··· INFORMATION

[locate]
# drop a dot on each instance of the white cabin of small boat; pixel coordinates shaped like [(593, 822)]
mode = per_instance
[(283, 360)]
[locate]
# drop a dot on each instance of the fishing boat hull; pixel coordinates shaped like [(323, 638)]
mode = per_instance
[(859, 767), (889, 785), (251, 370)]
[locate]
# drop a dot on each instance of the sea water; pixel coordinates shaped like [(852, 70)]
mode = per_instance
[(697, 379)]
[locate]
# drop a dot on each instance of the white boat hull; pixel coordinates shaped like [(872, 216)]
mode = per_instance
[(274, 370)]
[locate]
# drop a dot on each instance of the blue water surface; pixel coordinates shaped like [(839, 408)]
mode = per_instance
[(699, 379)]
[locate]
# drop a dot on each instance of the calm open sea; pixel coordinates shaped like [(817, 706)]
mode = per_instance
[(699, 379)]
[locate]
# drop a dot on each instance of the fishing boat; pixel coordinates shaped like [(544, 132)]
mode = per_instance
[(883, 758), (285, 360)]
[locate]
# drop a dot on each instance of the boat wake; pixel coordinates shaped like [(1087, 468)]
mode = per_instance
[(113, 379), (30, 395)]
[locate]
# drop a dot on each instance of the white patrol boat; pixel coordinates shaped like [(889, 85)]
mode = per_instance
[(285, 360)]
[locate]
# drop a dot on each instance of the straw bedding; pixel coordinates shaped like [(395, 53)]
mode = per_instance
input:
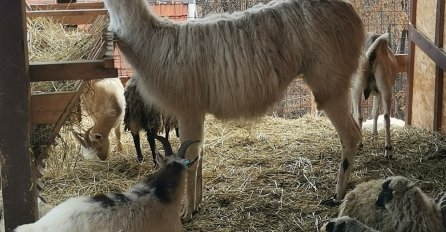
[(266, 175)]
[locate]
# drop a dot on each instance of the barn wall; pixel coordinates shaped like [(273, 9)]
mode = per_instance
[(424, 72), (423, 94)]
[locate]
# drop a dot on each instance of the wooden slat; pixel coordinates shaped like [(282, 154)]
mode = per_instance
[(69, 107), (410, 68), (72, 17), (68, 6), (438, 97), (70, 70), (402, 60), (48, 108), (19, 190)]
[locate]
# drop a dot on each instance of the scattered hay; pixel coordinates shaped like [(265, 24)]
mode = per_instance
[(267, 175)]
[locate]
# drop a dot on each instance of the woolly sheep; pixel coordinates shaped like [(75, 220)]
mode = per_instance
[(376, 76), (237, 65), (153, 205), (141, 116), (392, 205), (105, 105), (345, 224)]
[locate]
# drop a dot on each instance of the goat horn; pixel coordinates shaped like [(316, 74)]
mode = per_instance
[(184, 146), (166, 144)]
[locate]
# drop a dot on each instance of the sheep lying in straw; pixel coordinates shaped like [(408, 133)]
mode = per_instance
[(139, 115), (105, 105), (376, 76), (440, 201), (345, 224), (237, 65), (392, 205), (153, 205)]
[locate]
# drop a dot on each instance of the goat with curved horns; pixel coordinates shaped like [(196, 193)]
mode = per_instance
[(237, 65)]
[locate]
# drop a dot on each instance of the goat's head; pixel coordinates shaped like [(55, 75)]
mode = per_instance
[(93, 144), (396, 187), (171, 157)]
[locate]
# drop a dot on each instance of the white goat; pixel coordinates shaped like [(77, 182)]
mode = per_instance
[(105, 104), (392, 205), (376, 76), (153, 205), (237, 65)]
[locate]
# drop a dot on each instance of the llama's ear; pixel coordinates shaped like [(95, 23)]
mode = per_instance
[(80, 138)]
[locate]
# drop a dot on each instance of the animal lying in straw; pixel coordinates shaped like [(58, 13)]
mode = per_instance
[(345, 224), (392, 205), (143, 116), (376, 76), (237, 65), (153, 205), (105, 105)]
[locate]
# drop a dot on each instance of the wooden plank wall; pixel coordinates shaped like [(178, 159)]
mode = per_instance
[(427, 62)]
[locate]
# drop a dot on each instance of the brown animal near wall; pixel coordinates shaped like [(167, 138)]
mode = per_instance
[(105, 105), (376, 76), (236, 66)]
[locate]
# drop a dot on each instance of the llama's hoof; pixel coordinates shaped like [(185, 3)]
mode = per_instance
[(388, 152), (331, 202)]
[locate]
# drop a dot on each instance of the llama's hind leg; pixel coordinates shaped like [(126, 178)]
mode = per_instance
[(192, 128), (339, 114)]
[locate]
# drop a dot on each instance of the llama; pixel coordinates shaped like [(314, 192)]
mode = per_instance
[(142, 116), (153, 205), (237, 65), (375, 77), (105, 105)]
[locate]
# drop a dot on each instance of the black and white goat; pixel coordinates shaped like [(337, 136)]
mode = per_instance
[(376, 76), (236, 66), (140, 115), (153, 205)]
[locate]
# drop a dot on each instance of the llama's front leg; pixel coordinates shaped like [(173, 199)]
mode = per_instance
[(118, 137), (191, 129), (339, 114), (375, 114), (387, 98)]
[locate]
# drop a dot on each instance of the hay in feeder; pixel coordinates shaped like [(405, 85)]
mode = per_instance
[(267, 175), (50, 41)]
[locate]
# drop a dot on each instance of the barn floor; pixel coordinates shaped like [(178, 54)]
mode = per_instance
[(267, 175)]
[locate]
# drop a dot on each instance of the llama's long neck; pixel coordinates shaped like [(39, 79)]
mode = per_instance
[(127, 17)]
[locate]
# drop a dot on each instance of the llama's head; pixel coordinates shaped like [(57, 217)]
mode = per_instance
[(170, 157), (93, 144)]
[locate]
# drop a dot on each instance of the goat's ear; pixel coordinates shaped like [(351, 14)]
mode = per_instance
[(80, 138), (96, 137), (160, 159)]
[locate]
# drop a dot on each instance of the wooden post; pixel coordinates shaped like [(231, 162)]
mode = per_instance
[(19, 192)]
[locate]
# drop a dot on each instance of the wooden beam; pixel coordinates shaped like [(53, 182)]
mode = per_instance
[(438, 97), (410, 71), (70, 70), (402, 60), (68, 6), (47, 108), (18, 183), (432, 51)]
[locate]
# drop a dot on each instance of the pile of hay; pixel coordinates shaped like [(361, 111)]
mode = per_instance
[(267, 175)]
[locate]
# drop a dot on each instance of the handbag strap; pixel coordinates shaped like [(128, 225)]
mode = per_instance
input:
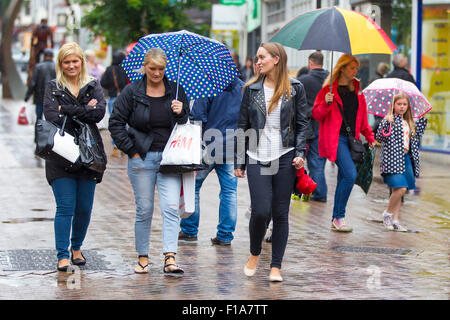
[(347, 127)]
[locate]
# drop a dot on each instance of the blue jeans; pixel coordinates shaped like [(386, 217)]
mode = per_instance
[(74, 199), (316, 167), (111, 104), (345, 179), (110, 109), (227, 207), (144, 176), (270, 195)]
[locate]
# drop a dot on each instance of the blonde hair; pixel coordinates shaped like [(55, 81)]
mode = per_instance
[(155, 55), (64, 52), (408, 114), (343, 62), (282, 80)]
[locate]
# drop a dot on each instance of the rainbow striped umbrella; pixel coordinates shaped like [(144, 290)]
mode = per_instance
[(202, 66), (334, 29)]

······

[PROBLEM DESCRIPTION]
Pictures stay out, and every line of the records is transcribed exactly.

[SOLUTION FOR THIS PROBLEM]
[locate]
# drop a dot on each instance of the white cabin of small boat; pixel coordinates shaped like [(593, 822)]
mode = per_instance
[(283, 360)]
[locate]
# drop a dot on each instance of the fishing boat hull; pixel coordinates shaped like [(323, 638)]
mode = per_instance
[(859, 767), (889, 785), (251, 370)]
[locate]
# drop a dot on each instance of the sea water; pixel coordinates shaped like [(852, 70)]
mode = per_instance
[(697, 379)]
[locate]
# drop a dot on each instance of the white boat hull; pixel coordinates shaped like [(872, 216)]
mode = per_instance
[(274, 370)]
[locate]
# drop a dot on each instance of the blue water surface; pixel coordinates shaped like [(839, 408)]
mode = per_instance
[(699, 379)]
[locate]
# drop a dot on each instance of the calm open sea; pixel coordinates shaped like [(817, 706)]
mode = per_instance
[(699, 379)]
[locate]
# drop a dot on each instance of the fishing boat; pixel coordinates shaped like [(544, 132)]
mode = per_instance
[(883, 758), (285, 360)]
[locate]
# drop a dot on each instance of the boat wake; pixel coordinates shaped like [(1087, 468)]
mode = per_instance
[(113, 379), (30, 395)]
[locate]
# drop a dot on each instance of the white patrol boat; pixel coordinates shaped like [(889, 85)]
mode = per_instance
[(285, 360)]
[locate]
# drop a dot on each instance of the straw bedding; pixel coordinates shaped like [(395, 53)]
mode = per_instance
input:
[(266, 175)]
[locate]
# drop a dot on each instance of the barn wall; pixel coordinates shaped like [(273, 9)]
mode = per_instance
[(424, 72), (423, 94)]
[locate]
# drop a dot on each instance of the wooden slat; pixel coordinates shaped like [(282, 154)]
mode = per_instance
[(69, 107), (410, 68), (72, 17), (68, 6), (438, 97), (70, 70), (402, 60), (48, 108), (19, 190)]
[locate]
# drop a dot on each instance of the scattered hay; pixel coordinates shaped like [(265, 24)]
mode = per_instance
[(267, 175)]
[locate]
# drop a dot on each instance of the woolly sheep; pixel coordinates shaped like [(75, 220)]
mode = per_instance
[(376, 76), (237, 65), (153, 205), (141, 116), (392, 205), (105, 105), (345, 224)]
[locate]
# drop a dot on each instance of the goat horn; pixel coordinates shaped like [(316, 74)]
mode = per_instance
[(184, 146), (166, 144)]
[locate]
# drop a dot on each instance of the sheep lying in straw; pixel coordinates shaped like [(408, 133)]
mode = per_instance
[(139, 115), (105, 105), (376, 76), (440, 201), (345, 224), (237, 65), (392, 205), (153, 205)]
[locate]
# drop a dot on each instance of the goat with curved horns; pixel coordinates shaped like [(196, 193)]
mode = per_instance
[(237, 65)]
[locate]
# drop a dot on each instance of the goat's head; pixel coordinates shaped like [(55, 75)]
mode = per_instance
[(93, 144), (396, 187), (171, 157)]
[locate]
# drop a dot on each instance of the white goat; pixel coordinates shaped like [(77, 182)]
mode = per_instance
[(105, 104), (392, 205), (376, 76), (153, 205), (237, 65)]
[locate]
# drop a dot on each instance of the llama's ear; pixel coordinates shaped like [(95, 23)]
mode = per_instance
[(80, 138)]
[locate]
# drop a dot on each instance of the animal lying in straw; pixel coordinates shaped like [(58, 13)]
mode = per_instance
[(345, 224), (392, 205), (143, 116), (376, 76), (237, 65), (153, 205), (105, 105)]
[locate]
# drop a dot on each instance of the wooden plank wall; pixel coordinates shaped like [(178, 159)]
mode = per_instance
[(427, 62)]
[locate]
# drop a dot on each instance of the brown animal near wall; pixel coordinates shaped like [(167, 138)]
mode = per_instance
[(105, 105), (376, 76), (236, 66)]
[locate]
# drop a dot on each instance of the llama's hoof; pixel coordinates shaped like [(185, 3)]
mode = per_instance
[(388, 152), (331, 202)]
[locate]
# drop a dot on each instance of the llama's hind leg; pixel coordinates shaped like [(126, 178)]
mode = per_instance
[(192, 128), (339, 114)]
[locate]
# drop a dot on each instance of the llama; pixel coordinates shaped like [(314, 192)]
mode = per_instance
[(142, 116), (153, 205), (237, 65), (375, 77), (105, 105)]
[locate]
# drop a dot on each instance of the black and white goat; pixel coordinates shaped like [(337, 136)]
mode = per_instance
[(376, 76), (236, 66), (140, 115), (153, 205)]
[locate]
# drop a dot on each instance of the llama's front leg; pixel coordinates shaped like [(173, 199)]
mode = per_instance
[(118, 137), (191, 129), (339, 114), (375, 114), (387, 98)]
[locate]
# drop a dot on each instance of the hay in feeder; pixel coordinates shaped like [(405, 85)]
mode = per_instance
[(267, 175), (50, 41)]
[locate]
# drop a dot on each instance of the barn floor; pixel coordinates shaped like [(178, 54)]
mode = per_instance
[(267, 175)]
[locate]
# drop a dot on each instance of the llama's long neck; pixel coordinates shaped like [(39, 79)]
mode = per_instance
[(127, 17)]
[locate]
# drop a dot on each instance of the llama's head; pixel coordinates shaped like [(57, 217)]
mode = per_instance
[(170, 157), (93, 144)]
[locate]
# drop a dot on each instance of the goat's ear; pixel coordinates shaped like [(351, 14)]
mode = per_instance
[(80, 138), (96, 137), (160, 159)]
[locate]
# drop a dot on each instance of the wooden post; pixel coordinates shaped like [(231, 162)]
mode = per_instance
[(19, 192)]
[locate]
# drop a dot on each instance of the wooden beam; pixel coordinates shaped like [(53, 182)]
mode = per_instance
[(438, 97), (410, 71), (70, 70), (402, 60), (68, 6), (47, 108), (18, 183), (432, 51)]
[locate]
# drop a dot on each instance of the pile of hay; pixel coordinates shaped like [(361, 111)]
mode = per_instance
[(267, 175)]
[locate]
# drop a dot on each instance of the handbag strap; pixel coordinates shaped like [(128, 225)]
mode = per_instance
input:
[(347, 127)]
[locate]
# drop a dot on each instance of the blue jeans; pixel coordinates shaped like [(386, 217)]
mode = per_instance
[(74, 199), (316, 167), (111, 104), (345, 179), (110, 109), (227, 207), (144, 176), (270, 195)]
[locate]
# drop a dot on each instance of the blonde hair; pixel coordinates shaped like [(55, 81)]
mode = per_instance
[(155, 55), (64, 52), (408, 114), (343, 62), (282, 80)]
[locate]
# drop a dot on each instance of the rainbow striped umbrella; pixel coordinates shaped like [(144, 290)]
mode = per_instance
[(202, 66), (334, 29)]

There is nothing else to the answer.